** SHORT TASK A **
According to the passage about the Wide Angle exhibit, what style is Arthur Tress known for?

--- begin EXCERPTED PASSAGE ---

I wanted to flip back to an photograph or two from the Wide Angle exhibit at the University of Kentucky Art Museum.  A couple days ago, I had an image showing the display of some well known photographers, however I think one of the important educational points of the Wide Angle show is how it allows you to find new photographers and new styles.   This photograph depicts a picture made by Arthur Tress, a photographer  that is known for his staged surrealism.  His image shows a street hockey player shot in an enveloping scene of steam rising from the road beneath him, from some sort of vent.  It is a striking photograph, sort of creepy but alluring.   See this slideshow on his website for a selection of 30 very striking photographs that masterly blends the arts of juxtaposition, the unexpected, and the staged surrelism.

Within the show are also photographs by Ralph Eugene Meatyard who also favored such a style, often using his children as subjects in his made up surreal images.  Meatyard was a local Kentucky photographer who was a member of the earlier Lexington Camera Club and died in the 70s just prior to the club folding.  For some time, his photography was collected and considered as good as the photographers such as Weston, Adams, and such.  Meatyard's popularity faded but has began a resurgence in recent years and I've ran across his photographs several times lately.  Meatyard had a tie in with Thomas Merton and also Wendell Berry, both of whom I have often written about.   See Meatyard's Wikipedia entry for more details.

Within our local camera club, we had a photographer in the mid 1980s who leaned toward "staged surrealism" and I remember not liking the images very well at all, but now after 30 years I can still distinctly remember them while I have forgotten most all the others.  That is one mark of success.

--- end EXCERPTED PASSAGE ---
--- begin DATASET EXTRACT ---

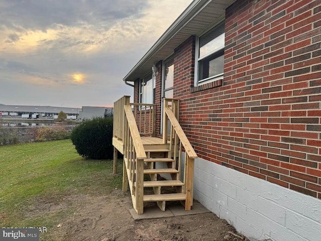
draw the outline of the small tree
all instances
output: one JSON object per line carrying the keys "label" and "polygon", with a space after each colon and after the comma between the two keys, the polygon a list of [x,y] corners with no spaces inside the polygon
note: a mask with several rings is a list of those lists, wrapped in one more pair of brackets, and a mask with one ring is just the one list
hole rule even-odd
{"label": "small tree", "polygon": [[59,113],[58,114],[58,117],[57,120],[58,122],[62,122],[63,120],[65,120],[67,118],[67,114],[65,113],[62,110],[61,110]]}

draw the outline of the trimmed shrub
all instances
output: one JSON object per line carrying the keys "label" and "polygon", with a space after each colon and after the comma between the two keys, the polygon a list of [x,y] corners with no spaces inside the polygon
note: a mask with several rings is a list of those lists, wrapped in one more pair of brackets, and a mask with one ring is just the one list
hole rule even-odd
{"label": "trimmed shrub", "polygon": [[112,117],[97,117],[74,128],[71,139],[78,154],[92,159],[112,159]]}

--- end DATASET EXTRACT ---

** SHORT TASK B **
Reproduce everything in the records from the line containing "draw the outline of the trimmed shrub" down to the end of the records, both ends included and the requests kept. In the answers, multiply every polygon coordinate by 0.6 and round to whole numbers, with halves rounded up.

** RESULT A **
Staged surrealism.

** RESULT B **
draw the outline of the trimmed shrub
all instances
output: one JSON object per line carrying the keys "label" and "polygon", with a space after each colon and after the comma between the two keys, the polygon a list of [x,y] corners with no spaces inside the polygon
note: a mask with several rings is a list of those lists, wrapped in one more pair of brackets, and a mask with one ring is just the one list
hole rule even-odd
{"label": "trimmed shrub", "polygon": [[67,70],[58,70],[44,77],[43,83],[47,92],[55,95],[67,95]]}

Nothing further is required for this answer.